:: Task item ::
Copy out the entries below in full and exactly.

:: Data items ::
══════════

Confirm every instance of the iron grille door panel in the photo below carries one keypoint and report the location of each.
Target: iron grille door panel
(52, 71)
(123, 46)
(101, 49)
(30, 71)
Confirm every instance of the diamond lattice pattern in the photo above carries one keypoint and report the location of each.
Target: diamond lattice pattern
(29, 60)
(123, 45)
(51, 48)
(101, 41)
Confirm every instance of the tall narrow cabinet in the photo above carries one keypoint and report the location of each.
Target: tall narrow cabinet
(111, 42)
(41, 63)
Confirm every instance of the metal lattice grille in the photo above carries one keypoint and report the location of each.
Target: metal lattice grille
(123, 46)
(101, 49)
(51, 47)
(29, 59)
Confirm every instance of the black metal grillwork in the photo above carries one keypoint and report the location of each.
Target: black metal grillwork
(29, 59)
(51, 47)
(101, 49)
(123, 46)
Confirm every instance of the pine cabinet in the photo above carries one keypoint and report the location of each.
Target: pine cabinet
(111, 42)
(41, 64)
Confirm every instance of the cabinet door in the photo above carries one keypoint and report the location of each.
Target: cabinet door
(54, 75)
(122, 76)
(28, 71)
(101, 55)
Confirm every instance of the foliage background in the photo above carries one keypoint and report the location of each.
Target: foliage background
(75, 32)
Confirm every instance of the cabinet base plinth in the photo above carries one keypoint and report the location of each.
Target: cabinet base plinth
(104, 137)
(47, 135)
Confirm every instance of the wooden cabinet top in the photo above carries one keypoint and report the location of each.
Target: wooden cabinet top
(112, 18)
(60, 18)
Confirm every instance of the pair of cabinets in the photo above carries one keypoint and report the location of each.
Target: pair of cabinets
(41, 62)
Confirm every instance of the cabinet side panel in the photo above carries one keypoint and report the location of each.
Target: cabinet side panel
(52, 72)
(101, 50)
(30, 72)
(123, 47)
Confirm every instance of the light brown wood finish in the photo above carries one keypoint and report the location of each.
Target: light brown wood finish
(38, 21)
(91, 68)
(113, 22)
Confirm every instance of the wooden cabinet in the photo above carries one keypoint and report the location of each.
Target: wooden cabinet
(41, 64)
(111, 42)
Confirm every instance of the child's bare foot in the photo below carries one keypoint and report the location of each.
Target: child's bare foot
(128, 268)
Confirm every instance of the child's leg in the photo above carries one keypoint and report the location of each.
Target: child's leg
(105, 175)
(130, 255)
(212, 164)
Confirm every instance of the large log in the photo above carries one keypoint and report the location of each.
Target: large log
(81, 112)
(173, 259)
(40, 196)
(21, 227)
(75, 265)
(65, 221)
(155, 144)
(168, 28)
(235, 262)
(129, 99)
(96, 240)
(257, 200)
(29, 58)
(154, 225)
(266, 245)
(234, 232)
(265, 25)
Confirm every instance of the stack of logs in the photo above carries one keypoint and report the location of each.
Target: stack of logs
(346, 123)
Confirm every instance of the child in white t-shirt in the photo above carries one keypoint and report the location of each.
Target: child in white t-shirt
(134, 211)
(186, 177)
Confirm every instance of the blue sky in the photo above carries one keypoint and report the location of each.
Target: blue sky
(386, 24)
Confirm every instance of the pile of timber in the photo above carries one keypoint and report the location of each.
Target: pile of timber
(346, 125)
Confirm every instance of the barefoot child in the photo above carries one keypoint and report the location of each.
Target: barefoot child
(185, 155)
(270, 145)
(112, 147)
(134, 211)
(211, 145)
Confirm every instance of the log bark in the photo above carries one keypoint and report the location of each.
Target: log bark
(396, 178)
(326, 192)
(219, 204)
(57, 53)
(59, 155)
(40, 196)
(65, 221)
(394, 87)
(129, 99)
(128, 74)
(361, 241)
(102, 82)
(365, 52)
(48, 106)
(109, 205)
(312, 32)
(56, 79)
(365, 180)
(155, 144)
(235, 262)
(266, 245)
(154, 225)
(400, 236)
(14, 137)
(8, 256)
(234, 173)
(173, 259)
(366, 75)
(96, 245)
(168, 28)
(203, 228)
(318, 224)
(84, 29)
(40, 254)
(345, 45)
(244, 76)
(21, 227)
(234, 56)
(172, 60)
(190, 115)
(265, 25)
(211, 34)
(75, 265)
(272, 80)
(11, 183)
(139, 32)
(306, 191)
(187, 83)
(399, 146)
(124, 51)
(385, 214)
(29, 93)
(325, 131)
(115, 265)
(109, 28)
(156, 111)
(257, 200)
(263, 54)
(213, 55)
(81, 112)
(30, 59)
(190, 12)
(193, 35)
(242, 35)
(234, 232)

══════════

:: Solution to the exercise ::
Confirm every instance of the iron grille door panel in the photo below carries one keypoint and report the location of each.
Target: iron grille door panel
(52, 71)
(123, 46)
(101, 49)
(30, 71)
Confirm every instance of the diamond lattice pattern in the photo above carries one keypoint and report the location of each.
Target: diamond lattice pattern
(29, 60)
(123, 45)
(51, 48)
(101, 41)
Confirm every instance of the tall narrow cabinet in the photo above carries one keypoint and report the location of each.
Target: tall narrow cabinet
(111, 42)
(41, 63)
Confirm every instance of the metal lattice grille in the photo above carries one keypoint and report the location of each.
Target: metal lattice grille
(123, 46)
(101, 49)
(51, 47)
(29, 59)
Confirm every instance of the black metal grillwork in the photo above carries one keypoint and report the location of each.
Target: black metal grillwork
(29, 59)
(51, 47)
(101, 49)
(123, 46)
Confirm every instance of the pine cabinet in the photo above carries one keypoint and report the location of each.
Target: pine cabinet
(111, 42)
(41, 64)
Confirm every instance of the cabinet door in the photo above carries one keypoint and report the location of each.
Target: cabinet door
(54, 75)
(122, 76)
(28, 71)
(101, 55)
Confirm every instance of the foliage background in the photo above carries one keypoint and report the location of each.
Target: foliage background
(75, 32)
Confirm every instance of the cabinet base plinth in the photo above carries one keypoint and report the location of each.
Target: cabinet base plinth
(104, 137)
(47, 135)
Confirm every instance of the wooden cabinet top in the photo above carries one keypoint and report the location of each.
Target: wooden cabinet top
(112, 18)
(60, 18)
Confirm every instance of the pair of cabinets in the photo above carries one keypoint and report the location of each.
Target: pair of cabinets
(41, 62)
Confirm every instance of the cabinet side panel in the photo above carries one keypoint and report the location of each.
Target: cabinet side panel
(52, 72)
(101, 50)
(30, 72)
(123, 47)
Confirm every instance of the light brown wood finish in the photo above carries one keypoint and report the location of each.
Target: light brown wood finish
(38, 21)
(91, 68)
(113, 22)
Confirm every instance of the wooden cabinet in the photo above carries one keypoint and report the location of each.
Target: wooden cabinet
(41, 64)
(111, 42)
Confirm every instance of the child's bare foot in the photo below carries one keypoint and report the location of each.
Target: child's bare foot
(128, 268)
Confirm every instance of the child's leg in the photo above carries one keypoint and report the location of each.
Target: child's leg
(105, 175)
(130, 255)
(212, 164)
Confirm every instance of the large log in the photo above carries one keypoint and report the location of each.
Target: large log
(81, 112)
(173, 259)
(40, 196)
(21, 227)
(75, 265)
(65, 221)
(155, 144)
(168, 28)
(235, 262)
(129, 99)
(96, 240)
(257, 200)
(29, 58)
(154, 225)
(266, 245)
(234, 232)
(265, 25)
Confirm every instance of the stack of logs in the photo above carries one keypoint and report the location of each.
Target: stack of logs
(346, 123)
Confirm every instance of the child in white t-shirt in the photo above carries one keypoint and report the location of each.
Target: child in white t-shirt
(134, 211)
(186, 177)
Confirm every instance of the blue sky in the photo above carries one keypoint and report the location of each.
Target: blue sky
(386, 24)
Confirm every instance of the pile of timber in the photo above carries one keypoint and report the location of each.
Target: pile of timber
(346, 125)
Confirm every instance of the barefoot child in the photo above carries one keypoint and report the location of each.
Target: barefoot child
(185, 155)
(270, 145)
(112, 147)
(134, 211)
(211, 145)
Confirm every instance of the log bark in the photo above carries one keypoint and report the location of each.
Target: log bark
(396, 178)
(326, 192)
(219, 204)
(57, 53)
(59, 155)
(40, 196)
(65, 221)
(394, 87)
(129, 99)
(128, 74)
(361, 241)
(102, 82)
(365, 52)
(48, 106)
(109, 205)
(312, 32)
(56, 79)
(365, 180)
(155, 144)
(235, 262)
(266, 245)
(154, 225)
(400, 236)
(14, 137)
(8, 256)
(234, 173)
(173, 259)
(366, 75)
(96, 245)
(168, 28)
(203, 228)
(318, 224)
(84, 29)
(40, 254)
(345, 45)
(244, 76)
(21, 227)
(234, 56)
(172, 60)
(190, 115)
(265, 25)
(211, 34)
(75, 265)
(272, 80)
(11, 183)
(139, 32)
(306, 191)
(187, 83)
(399, 146)
(124, 51)
(385, 214)
(29, 93)
(325, 131)
(115, 265)
(109, 28)
(156, 111)
(257, 200)
(263, 54)
(213, 55)
(81, 112)
(30, 59)
(190, 12)
(193, 35)
(242, 35)
(234, 232)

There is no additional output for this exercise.